**EXTRACTED DATA**
• • •

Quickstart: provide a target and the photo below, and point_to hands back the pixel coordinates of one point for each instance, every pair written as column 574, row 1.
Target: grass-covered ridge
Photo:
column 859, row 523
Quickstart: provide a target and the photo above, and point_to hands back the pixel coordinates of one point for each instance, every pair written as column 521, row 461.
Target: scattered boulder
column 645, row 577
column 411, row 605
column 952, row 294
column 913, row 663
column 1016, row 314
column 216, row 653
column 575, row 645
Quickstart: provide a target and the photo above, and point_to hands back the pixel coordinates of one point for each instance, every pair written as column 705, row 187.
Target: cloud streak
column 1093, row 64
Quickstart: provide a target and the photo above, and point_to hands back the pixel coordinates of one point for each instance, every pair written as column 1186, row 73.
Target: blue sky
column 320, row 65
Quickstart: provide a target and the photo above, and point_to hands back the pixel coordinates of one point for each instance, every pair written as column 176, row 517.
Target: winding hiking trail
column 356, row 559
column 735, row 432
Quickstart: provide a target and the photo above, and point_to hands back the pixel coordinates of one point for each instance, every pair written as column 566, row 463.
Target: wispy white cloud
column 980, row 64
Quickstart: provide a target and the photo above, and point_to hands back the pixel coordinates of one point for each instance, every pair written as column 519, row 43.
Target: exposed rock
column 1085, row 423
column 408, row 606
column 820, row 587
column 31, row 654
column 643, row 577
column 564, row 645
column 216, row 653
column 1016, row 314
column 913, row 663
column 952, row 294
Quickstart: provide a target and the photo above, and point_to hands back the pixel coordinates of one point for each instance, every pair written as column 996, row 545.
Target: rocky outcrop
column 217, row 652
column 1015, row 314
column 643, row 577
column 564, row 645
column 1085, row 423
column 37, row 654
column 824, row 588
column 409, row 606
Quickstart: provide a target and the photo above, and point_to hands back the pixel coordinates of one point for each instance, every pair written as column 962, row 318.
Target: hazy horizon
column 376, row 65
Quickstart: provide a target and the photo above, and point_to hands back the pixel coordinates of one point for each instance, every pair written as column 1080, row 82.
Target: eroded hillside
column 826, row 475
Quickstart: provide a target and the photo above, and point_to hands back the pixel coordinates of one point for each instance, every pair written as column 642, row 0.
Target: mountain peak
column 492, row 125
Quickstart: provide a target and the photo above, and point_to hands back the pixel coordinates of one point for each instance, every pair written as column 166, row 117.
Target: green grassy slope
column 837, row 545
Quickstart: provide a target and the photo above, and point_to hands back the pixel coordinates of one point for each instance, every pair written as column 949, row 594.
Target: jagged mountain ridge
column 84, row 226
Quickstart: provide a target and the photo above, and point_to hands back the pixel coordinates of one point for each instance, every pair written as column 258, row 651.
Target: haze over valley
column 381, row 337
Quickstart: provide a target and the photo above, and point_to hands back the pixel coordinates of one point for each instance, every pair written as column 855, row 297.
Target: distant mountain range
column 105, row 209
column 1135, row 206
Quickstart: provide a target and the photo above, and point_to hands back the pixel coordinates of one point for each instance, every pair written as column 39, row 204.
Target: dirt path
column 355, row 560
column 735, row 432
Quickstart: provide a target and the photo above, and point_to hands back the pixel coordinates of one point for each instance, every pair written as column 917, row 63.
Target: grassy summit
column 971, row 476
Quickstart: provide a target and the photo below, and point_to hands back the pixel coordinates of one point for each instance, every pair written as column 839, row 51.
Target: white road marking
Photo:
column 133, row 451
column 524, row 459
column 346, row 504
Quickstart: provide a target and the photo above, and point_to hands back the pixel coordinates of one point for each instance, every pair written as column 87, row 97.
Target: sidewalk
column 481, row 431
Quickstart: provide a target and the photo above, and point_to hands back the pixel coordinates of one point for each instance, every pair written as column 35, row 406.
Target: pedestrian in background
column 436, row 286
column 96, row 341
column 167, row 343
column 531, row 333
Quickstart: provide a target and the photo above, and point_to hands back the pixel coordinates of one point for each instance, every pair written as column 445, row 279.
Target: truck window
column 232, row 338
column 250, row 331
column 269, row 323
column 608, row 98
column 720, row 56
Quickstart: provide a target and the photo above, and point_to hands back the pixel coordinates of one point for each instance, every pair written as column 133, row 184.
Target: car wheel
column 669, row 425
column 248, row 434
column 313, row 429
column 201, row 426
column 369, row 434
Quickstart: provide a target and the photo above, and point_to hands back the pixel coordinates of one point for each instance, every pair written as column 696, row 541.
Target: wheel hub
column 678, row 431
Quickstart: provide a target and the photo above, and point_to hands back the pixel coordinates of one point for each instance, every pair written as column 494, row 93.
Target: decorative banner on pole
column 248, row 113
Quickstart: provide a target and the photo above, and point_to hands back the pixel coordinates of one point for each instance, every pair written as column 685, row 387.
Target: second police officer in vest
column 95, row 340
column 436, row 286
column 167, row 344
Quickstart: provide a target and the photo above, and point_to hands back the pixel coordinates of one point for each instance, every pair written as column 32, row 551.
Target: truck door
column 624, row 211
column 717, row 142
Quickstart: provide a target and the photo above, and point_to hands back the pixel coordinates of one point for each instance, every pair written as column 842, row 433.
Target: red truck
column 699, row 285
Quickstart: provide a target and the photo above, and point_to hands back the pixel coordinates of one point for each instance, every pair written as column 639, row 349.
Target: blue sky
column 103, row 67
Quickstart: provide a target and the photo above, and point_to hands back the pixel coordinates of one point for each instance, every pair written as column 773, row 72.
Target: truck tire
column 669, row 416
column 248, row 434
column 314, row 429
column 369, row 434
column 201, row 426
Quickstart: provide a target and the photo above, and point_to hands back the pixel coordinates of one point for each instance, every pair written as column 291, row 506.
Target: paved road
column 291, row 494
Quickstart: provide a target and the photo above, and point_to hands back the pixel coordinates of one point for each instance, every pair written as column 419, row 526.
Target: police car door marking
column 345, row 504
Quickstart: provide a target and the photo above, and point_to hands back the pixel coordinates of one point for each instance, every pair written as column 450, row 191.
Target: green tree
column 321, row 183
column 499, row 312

• • •

The full listing above is to be transcribed exactly.

**EXERCISE OUTPUT**
Quickstart: provide a target and the photo below, and point_to hands back the pixel coordinates of one point for each instance, every pair written as column 574, row 1.
Target: grass-covered ridge
Photo:
column 859, row 523
Quickstart: provide a target and the photo above, and point_to hands back the pixel coordinates of one point for each instance, every pair written as column 521, row 461.
Target: scattered boulder
column 645, row 577
column 411, row 605
column 952, row 294
column 913, row 663
column 1016, row 314
column 216, row 653
column 575, row 645
Quickstart: provide a target and the photo above, and point_to hands back the pixel coordinates of one point for each instance, every pair written as column 705, row 187.
Target: cloud streak
column 1093, row 64
Quickstart: provide a target and the photo above, and point_to hands back the pixel coordinates of one point for each instance, every pair written as column 1186, row 73.
Target: blue sky
column 320, row 65
Quickstart: provide a target and the photo above, and point_to hands back the pixel coordinates of one point for each instance, every pair written as column 176, row 517.
Target: winding hiking trail
column 356, row 559
column 735, row 432
Quickstart: provide a target and the photo above, and point_to hands back the pixel coordinates of one point for each instance, every pair written as column 566, row 463.
Target: wispy white cloud
column 980, row 64
Quickstart: provide a target and the photo above, and point_to hands back the pixel coordinates of one point for each instance, every pair written as column 519, row 43.
Target: exposed rock
column 1085, row 423
column 408, row 606
column 820, row 587
column 31, row 654
column 643, row 577
column 564, row 645
column 216, row 653
column 1016, row 314
column 913, row 663
column 952, row 294
Quickstart: provide a target and the photo above, and point_to hands back the pixel coordinates of one point for each instance, every pair written as column 996, row 545.
Target: rocky outcrop
column 217, row 652
column 1015, row 314
column 643, row 577
column 564, row 645
column 1085, row 423
column 37, row 654
column 824, row 588
column 409, row 606
Quickstart: provide a target and the photo above, and point_to hands back the pixel coordinates of one point for each instance, every pair written as column 962, row 318.
Target: hazy horizon
column 376, row 65
Quickstart: provide a target and the photo above, and point_to hands back the pixel coordinates of one point for each instance, every pair written as column 1080, row 82.
Target: eroded hillside
column 826, row 475
Quickstart: provide a target and the photo above, and point_to hands back the pixel coordinates of one point for each instance, every pair written as column 642, row 0.
Target: mountain peak
column 492, row 125
Quickstart: provide a target and the photo above, and point_to hands back the pixel coordinates of one point for each instance, every pair written as column 166, row 117.
Target: green grassy slope
column 837, row 545
Quickstart: provide a target and the photo above, and point_to hands back the pixel coordinates of one point for each instance, every pair written as column 949, row 594.
Target: jagged mountain ridge
column 84, row 226
Quickstart: provide a target and the photo above, and point_to hands back the pixel coordinates of one point for each instance, every pair written as column 258, row 651.
Target: haze over valley
column 381, row 337
Quickstart: provide a target and the photo above, and point_to hands back the pixel coordinates of one point for each instance, every pair written as column 855, row 297.
Target: distant mountain range
column 105, row 209
column 1135, row 206
Quickstart: provide a target and the photo above, and point_to hands back the pixel coordinates of one point for each instance, every pair written as column 39, row 204.
Target: dirt path
column 355, row 560
column 735, row 432
Quickstart: provide a target and the photo above, and point_to hands back the pixel coordinates of one point for each instance, every pair written as column 917, row 63.
Target: grassy summit
column 971, row 476
Quickstart: provide a target and the photo below, and point_to hands back the pixel coordinates of one point for each instance, every pair written as column 839, row 51.
Target: white road marking
Photo:
column 133, row 451
column 524, row 459
column 346, row 504
Quickstart: provide a target and the photo above, and point_to hands back the pixel coordinates of one point for each instance, every pair written as column 87, row 97.
Target: sidewalk
column 481, row 431
Quickstart: provide a target and the photo above, and point_to hands back the pixel coordinates of one point for each instance, every pair written as column 35, row 406.
Target: pedestrian in background
column 436, row 286
column 96, row 341
column 167, row 343
column 531, row 333
Quickstart: provide a target and the photo above, and point_to hands back the pixel coordinates of one point for each instance, every pair written as column 445, row 279.
Target: truck window
column 232, row 338
column 250, row 331
column 269, row 323
column 608, row 98
column 720, row 56
Quickstart: provide a target and the photo above, and point_to hands back the pixel coordinates of one point for each instance, every pair written as column 133, row 184.
Target: car wheel
column 669, row 425
column 248, row 434
column 313, row 429
column 201, row 426
column 369, row 434
Quickstart: provide a target and the photo above, and point_to hands back the pixel coordinates of one point for each instance, every pair written as column 696, row 541.
Target: wheel hub
column 678, row 431
Quickstart: provide a target and the photo above, and point_to hands back the pixel coordinates of one point for each instance, every pair written as column 494, row 93.
Target: decorative banner on pole
column 248, row 113
Quickstart: provide a target and the photo above, and point_to hands back the pixel coordinates of one point for each instance, every pair written as column 685, row 387.
Target: second police officer in vest
column 95, row 340
column 436, row 286
column 167, row 344
Quickstart: provide a target and the photo above, and point_to hands back the pixel coordinates of one point for each instance, every pair written as column 32, row 551.
Target: truck door
column 624, row 211
column 717, row 142
Quickstart: provide a target and the photo above, and point_to hands back the pixel coordinates of one point for each instance, every pair written as column 842, row 433.
Target: red truck
column 699, row 285
Quickstart: provide a target and the photo above, and point_to hands back the pixel coordinates of one point for each instance, every pair written as column 639, row 349.
Target: blue sky
column 103, row 67
Quickstart: provide a target and the photo above, and point_to hands back the pixel coordinates of one point for each instance, every pair written as column 773, row 72.
Target: truck tire
column 669, row 416
column 248, row 434
column 314, row 429
column 369, row 434
column 201, row 426
Quickstart: provide a target and the photo above, and point_to hands back the pixel coordinates of one point for each instance, every pair written as column 291, row 506.
Target: paved road
column 291, row 494
Quickstart: provide a target and the photo above, and point_to hands back the pixel coordinates of one point for each instance, every pair written as column 419, row 526.
Target: police car door marking
column 345, row 504
Quickstart: provide a target and the photo above, and point_to hands back the pixel coordinates of one point for each instance, every pair written as column 450, row 191.
Target: green tree
column 321, row 183
column 499, row 312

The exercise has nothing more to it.